**TASK 1**
Count the lines of the records that contain the string "positive", with case mattering, and give only that number.
*** PAGE EXTRACT ***
I've written a great deal about how Windows Vista's Performance and Reliability tools help users understand and solve problems and how greater levels of instrumentation and error reporting are what drives Vista's now native update application. It's time to share a bit more and perhaps help Windows Vista users discover the details around the real causes for the problems and errors they encounter.
While it's nice of Microsoft to take ownership of nearly all faults users encounter while running Windows (especially Windows Vista), sometimes their willingness to blame all things on Windows doesn't quite tell the entire story and in many cases digging for the real cause of reported problems, reveals that the underlying fault doesn't have much to do with Windows at all. Errors reported as: "Problem caused by Windows" very often have little to do with the operating system directly.
*** End of PAGE EXTRACT ***
**TASK 2**
Reproduce the entire passage on Windows Vista error reporting above, word for word and unchanged.
*** DATA SHOWN ***
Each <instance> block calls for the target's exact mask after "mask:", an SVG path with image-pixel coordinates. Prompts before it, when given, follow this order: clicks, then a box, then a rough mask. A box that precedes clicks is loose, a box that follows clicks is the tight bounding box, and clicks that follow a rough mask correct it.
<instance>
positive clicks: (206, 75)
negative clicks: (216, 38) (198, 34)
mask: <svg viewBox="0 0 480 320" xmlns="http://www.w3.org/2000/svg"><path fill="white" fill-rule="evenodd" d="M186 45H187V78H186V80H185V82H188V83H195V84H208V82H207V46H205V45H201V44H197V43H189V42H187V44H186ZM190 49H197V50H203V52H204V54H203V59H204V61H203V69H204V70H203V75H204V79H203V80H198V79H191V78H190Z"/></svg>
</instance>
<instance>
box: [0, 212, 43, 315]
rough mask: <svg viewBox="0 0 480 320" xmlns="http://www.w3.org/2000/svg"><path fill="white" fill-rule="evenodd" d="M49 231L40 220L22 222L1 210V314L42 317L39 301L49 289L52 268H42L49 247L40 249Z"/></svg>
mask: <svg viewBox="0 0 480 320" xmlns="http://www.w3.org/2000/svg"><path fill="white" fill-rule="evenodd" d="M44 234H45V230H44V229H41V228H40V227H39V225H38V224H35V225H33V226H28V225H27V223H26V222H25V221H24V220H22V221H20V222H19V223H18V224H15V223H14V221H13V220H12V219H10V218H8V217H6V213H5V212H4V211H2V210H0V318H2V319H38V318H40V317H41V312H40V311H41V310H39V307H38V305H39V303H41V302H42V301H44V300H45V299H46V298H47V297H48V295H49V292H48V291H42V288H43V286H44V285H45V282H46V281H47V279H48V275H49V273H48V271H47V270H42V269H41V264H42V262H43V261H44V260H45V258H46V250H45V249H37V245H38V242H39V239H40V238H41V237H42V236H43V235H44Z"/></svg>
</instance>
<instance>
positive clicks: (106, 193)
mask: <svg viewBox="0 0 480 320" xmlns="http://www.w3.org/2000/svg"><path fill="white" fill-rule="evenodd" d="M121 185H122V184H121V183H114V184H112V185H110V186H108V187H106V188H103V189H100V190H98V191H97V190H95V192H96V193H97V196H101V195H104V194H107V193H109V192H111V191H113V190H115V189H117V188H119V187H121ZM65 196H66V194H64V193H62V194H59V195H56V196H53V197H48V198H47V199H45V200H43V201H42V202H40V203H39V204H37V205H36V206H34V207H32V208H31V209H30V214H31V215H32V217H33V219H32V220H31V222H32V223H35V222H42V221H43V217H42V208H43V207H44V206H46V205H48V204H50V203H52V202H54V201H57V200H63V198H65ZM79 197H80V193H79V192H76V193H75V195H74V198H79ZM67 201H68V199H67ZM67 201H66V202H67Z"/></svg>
*** End of DATA SHOWN ***
**EXERCISE RESPONSE 1**
2

**EXERCISE RESPONSE 2**
I've written a great deal about how Windows Vista's Performance and Reliability tools help users understand and solve problems and how greater levels of instrumentation and error reporting are what drives Vista's now native update application. It's time to share a bit more and perhaps help Windows Vista users discover the details around the real causes for the problems and errors they encounter.
While it's nice of Microsoft to take ownership of nearly all faults users encounter while running Windows (especially Windows Vista), sometimes their willingness to blame all things on Windows doesn't quite tell the entire story and in many cases digging for the real cause of reported problems, reveals that the underlying fault doesn't have much to do with Windows at all. Errors reported as: "Problem caused by Windows" very often have little to do with the operating system directly.